***** SOURCE DOCUMENT

On August 3rd, Jason, Junie and I started our 3600-mile drive south to Flagstaff, Arizona. For me, the final few weeks in Fairbanks were the very definition of bittersweet: a growing excitement to leave and start fresh combined with many meaningful goodbyes from the community we had developed over the past three years.
Since 2006, when I first left home to ride the college experience, I have been practicing forming communities. At the University of Puget Sound, it was incredibly easy: I was placed in the Schiff dormitory, a outdoorsy-themed building, and became almost instant, inseparable friends with the people in adjacent rooms. I see now what a gift that was, to gain such wonderful friends and to build a web of support as I started to build my life away from my first home and my family. A rich community was also found in the music department, with symphony, small ensembles, and my violin studio. My years in college brought another strong community experience, one that I landed in while studying abroad in Costa Rica in 2009. All 28 of us formed, again, a near-instant bond, and a few friends from that experience still feel close to me.
In 2010, the fall after I graduated from college, I moved to Mount Shasta in very northern California. This tiny mountain town of about 3300 people provided a very special, unique community for me. After I ended the relationship that brought me there, I was utterly alone, not knowing a single person besides the one who was now gone. Great fortune and good timing gave me a job at the local ski shop, so I was able to support myself there for a year before moving on to Ashland. Work was a great way to meet people, but the heart of my community in Mount Shasta rested at 310 East Lake Street, where Geri Metz and her dog Gracie lived. A colleague at work suggested that I contact Geri about renting her upstairs. I will never, ever forget walking the snowy street up towards the mountain and knocking on Geri’s door. Inside was the coziest living room imaginable, with a fire going, Gracie snuggled on her special chair, and Geri’s beautiful art hanging lovingly on all walls. I felt safe and grounded for the first time since arriving in Mount Shasta. Geri and I spent the next several months living happily together. In that home, I found a nest to begin healing from the heartbreak of a significant relationship’s end.

**********
***** RECORDED DATA

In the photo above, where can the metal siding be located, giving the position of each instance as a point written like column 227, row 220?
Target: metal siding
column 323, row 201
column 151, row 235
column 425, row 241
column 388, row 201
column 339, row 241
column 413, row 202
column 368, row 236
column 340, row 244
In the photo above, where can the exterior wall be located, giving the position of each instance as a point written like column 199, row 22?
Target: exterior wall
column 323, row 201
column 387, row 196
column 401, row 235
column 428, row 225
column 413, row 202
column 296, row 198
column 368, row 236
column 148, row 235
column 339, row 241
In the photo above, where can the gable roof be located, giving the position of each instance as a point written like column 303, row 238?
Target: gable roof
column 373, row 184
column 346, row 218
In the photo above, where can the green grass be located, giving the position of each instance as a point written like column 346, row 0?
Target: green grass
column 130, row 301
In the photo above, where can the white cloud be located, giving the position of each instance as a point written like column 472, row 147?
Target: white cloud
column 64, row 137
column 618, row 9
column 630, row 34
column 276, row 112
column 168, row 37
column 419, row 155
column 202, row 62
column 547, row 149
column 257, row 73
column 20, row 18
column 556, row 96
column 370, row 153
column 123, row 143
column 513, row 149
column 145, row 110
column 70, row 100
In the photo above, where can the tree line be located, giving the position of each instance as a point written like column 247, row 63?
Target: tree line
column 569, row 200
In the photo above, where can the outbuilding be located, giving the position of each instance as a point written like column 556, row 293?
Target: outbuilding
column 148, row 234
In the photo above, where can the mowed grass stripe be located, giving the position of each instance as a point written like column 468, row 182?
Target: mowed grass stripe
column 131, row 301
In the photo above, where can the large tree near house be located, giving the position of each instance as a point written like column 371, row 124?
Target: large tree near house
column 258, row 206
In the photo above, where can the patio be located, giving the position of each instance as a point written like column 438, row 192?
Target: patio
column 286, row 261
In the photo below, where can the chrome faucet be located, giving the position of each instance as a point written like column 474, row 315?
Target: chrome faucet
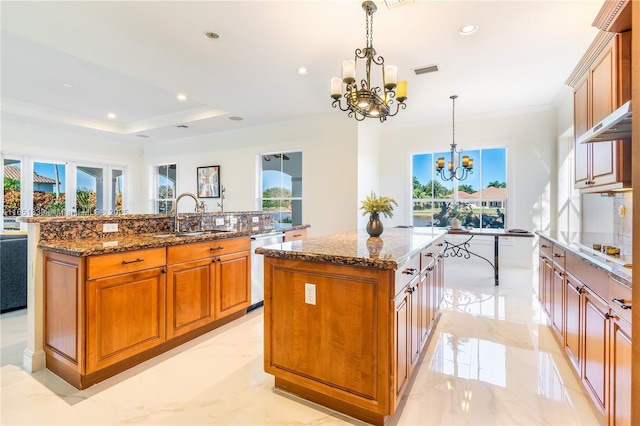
column 176, row 217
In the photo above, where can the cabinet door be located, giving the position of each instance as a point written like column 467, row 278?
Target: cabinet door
column 596, row 335
column 125, row 316
column 557, row 294
column 415, row 298
column 581, row 120
column 402, row 342
column 620, row 407
column 572, row 320
column 233, row 284
column 190, row 296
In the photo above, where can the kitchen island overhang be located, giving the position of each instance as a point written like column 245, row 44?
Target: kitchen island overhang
column 347, row 317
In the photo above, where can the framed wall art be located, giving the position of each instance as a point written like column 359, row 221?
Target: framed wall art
column 209, row 182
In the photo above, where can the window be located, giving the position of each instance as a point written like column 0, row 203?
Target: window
column 49, row 180
column 165, row 187
column 12, row 184
column 282, row 186
column 484, row 190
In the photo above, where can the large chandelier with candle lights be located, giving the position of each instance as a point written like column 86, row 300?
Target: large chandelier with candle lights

**********

● STUDY QUESTIONS:
- A) Update the part of the community account that opens with the words containing "Since 2006, when" and closes with "close to me.", replacing "violin" with "cello".
- B) In the community account, about how many people lived in Mount Shasta?
- C) Proceed with the community account from where it stops.

● OUTPUTS FOR THE TASKS:
- A)
Since 2006, when I first left home to ride the college experience, I have been practicing forming communities. At the University of Puget Sound, it was incredibly easy: I was placed in the Schiff dormitory, a outdoorsy-themed building, and became almost instant, inseparable friends with the people in adjacent rooms. I see now what a gift that was, to gain such wonderful friends and to build a web of support as I started to build my life away from my first home and my family. A rich community was also found in the music department, with symphony, small ensembles, and my cello studio. My years in college brought another strong community experience, one that I landed in while studying abroad in Costa Rica in 2009. All 28 of us formed, again, a near-instant bond, and a few friends from that experience still feel close to me.

- B) About 3300 people.

- C)
On to Ashland, one of the most interesting and meaningful chapters of my life. My first community there was the Rogue Valley Symphony. A symphony is a most special type of community: you might not be close with everyone there, but everyone involved regularly puts his or her mind together to achieve one focused, common goal: that of making music together to share with others. Ashland provided many other communities for me: SunStone bakery, Ashland Outdoor Store, Elizabeth and her family, and, of course, Patchy Sanders, my incredible music project that carried me to the end of my time in Ashland. Ashland was also the place where I learned how to be a strong, independent, proud, and expressive woman. Ashland was the place where my anxiety and depression came to a major peak, and it was the women I met there that helped carry me through. And Ashland was the place that I eventually realized I couldn’t really be happy there, at least at that point in my life, an understanding that was fully realized once I moved back to Fairbanks in 2016.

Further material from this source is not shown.